_Exercise aim_:
Please select each line in the rows below that contains the word "green" and copy those lines out.

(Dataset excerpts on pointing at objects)

——————————

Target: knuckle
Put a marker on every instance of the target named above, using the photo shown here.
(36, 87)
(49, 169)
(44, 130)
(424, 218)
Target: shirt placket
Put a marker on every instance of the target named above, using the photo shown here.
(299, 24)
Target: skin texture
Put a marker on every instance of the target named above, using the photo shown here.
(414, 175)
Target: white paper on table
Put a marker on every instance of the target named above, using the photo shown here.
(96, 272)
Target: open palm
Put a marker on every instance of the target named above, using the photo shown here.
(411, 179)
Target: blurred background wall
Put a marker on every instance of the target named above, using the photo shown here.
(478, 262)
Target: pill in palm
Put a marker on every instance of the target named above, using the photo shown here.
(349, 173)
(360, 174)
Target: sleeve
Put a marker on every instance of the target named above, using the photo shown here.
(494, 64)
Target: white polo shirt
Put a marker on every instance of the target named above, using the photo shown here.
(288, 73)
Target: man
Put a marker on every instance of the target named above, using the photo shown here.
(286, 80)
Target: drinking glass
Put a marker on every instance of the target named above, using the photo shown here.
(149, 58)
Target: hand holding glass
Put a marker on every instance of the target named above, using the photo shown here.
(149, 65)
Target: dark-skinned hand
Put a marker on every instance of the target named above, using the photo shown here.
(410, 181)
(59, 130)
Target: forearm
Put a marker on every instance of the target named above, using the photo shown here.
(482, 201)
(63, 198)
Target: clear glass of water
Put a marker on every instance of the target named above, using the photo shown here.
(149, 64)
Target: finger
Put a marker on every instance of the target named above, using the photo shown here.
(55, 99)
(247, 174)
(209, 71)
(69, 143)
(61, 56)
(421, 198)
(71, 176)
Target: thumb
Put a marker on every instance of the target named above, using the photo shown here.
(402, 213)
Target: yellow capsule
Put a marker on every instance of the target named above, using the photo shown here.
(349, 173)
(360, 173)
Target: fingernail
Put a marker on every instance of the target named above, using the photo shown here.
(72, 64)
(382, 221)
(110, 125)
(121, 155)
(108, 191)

——————————

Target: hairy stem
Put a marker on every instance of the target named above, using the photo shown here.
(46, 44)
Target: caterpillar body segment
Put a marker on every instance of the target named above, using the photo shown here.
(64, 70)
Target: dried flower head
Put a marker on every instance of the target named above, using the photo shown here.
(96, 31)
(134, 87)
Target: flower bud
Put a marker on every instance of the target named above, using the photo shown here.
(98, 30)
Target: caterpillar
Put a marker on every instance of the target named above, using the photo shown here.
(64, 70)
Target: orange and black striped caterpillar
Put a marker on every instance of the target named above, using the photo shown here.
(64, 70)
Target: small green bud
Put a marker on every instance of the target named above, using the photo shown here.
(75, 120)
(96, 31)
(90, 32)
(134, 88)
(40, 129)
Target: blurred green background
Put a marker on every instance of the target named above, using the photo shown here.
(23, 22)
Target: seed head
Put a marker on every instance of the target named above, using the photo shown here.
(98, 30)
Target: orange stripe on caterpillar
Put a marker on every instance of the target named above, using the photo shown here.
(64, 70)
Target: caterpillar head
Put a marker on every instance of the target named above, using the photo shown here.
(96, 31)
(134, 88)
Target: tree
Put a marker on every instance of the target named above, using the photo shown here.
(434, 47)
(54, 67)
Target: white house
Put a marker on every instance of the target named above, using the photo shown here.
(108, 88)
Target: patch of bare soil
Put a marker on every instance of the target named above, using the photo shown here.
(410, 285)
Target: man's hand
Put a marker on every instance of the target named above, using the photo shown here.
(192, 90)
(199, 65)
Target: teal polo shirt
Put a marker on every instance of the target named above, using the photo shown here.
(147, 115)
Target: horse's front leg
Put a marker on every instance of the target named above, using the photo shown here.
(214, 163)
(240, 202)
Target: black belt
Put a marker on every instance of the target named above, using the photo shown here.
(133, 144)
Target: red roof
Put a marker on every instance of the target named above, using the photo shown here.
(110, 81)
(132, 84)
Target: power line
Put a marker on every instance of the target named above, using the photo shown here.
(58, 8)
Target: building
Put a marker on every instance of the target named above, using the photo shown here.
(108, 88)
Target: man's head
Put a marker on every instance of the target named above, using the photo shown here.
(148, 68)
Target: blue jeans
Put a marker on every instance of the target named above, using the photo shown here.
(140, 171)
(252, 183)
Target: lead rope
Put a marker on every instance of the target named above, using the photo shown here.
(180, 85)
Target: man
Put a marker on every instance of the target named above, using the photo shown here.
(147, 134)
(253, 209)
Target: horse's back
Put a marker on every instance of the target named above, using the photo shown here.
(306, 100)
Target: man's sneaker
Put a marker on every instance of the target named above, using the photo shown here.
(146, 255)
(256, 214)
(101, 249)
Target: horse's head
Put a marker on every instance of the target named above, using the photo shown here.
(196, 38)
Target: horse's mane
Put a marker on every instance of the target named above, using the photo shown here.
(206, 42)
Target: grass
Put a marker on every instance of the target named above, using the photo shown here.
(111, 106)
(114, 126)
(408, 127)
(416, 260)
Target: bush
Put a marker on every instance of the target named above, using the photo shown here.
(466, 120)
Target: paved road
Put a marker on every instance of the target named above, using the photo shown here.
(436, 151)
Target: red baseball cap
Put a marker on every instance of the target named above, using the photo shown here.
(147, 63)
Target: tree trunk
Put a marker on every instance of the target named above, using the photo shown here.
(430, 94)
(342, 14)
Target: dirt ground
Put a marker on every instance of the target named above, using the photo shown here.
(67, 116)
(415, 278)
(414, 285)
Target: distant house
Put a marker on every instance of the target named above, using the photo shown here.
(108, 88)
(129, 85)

——————————

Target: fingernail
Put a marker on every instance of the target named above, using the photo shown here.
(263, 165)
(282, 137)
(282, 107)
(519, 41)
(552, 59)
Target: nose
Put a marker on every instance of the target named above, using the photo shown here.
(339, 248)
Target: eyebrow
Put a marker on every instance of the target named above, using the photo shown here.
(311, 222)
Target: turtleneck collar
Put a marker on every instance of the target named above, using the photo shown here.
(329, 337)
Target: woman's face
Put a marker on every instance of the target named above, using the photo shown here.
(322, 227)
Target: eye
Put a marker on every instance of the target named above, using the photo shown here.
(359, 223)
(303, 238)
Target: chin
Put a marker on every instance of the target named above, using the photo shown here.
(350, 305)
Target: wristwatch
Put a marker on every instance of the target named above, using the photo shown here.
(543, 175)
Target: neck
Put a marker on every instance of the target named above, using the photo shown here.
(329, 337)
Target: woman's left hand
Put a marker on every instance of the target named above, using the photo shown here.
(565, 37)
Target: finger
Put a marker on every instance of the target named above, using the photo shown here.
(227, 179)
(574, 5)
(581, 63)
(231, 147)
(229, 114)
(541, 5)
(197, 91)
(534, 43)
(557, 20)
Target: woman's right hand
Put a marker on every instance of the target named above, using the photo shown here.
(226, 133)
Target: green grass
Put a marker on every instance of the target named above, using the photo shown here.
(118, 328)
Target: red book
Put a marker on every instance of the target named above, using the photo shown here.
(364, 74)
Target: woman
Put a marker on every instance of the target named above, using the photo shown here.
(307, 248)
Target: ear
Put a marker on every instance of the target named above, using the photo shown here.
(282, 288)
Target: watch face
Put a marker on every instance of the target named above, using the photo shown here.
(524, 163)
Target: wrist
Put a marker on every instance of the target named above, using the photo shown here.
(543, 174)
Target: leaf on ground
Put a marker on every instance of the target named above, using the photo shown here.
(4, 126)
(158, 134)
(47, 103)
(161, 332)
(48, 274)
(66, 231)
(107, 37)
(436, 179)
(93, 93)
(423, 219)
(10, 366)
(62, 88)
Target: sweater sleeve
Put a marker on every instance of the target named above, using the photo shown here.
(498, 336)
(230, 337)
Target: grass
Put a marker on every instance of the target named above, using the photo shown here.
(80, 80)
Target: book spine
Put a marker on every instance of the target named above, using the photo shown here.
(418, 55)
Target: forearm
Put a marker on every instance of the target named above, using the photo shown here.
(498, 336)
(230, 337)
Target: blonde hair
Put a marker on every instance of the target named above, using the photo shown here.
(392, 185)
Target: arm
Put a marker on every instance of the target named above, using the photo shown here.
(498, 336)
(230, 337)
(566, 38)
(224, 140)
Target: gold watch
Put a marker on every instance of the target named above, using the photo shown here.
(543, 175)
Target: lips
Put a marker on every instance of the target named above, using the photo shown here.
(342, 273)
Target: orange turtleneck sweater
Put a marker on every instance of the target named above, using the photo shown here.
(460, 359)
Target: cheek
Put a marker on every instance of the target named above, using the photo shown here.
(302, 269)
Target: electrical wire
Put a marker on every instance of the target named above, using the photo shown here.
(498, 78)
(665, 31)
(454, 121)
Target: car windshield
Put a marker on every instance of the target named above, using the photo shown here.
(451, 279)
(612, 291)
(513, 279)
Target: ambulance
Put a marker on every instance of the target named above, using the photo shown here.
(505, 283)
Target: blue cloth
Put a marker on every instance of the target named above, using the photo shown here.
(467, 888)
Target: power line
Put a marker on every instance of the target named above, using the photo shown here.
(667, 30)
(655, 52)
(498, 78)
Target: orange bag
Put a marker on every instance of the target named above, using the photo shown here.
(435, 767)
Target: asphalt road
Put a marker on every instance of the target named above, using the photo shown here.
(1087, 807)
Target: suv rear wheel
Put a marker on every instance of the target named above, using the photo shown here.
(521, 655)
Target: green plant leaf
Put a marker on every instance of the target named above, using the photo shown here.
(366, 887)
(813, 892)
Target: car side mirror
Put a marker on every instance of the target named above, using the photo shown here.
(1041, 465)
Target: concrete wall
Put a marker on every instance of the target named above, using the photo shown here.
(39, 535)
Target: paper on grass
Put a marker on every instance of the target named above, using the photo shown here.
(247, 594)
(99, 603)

——————————

_Full answer_:
Target: small green bud
Target: blurred green background
Target: green grass
Target: green plant leaf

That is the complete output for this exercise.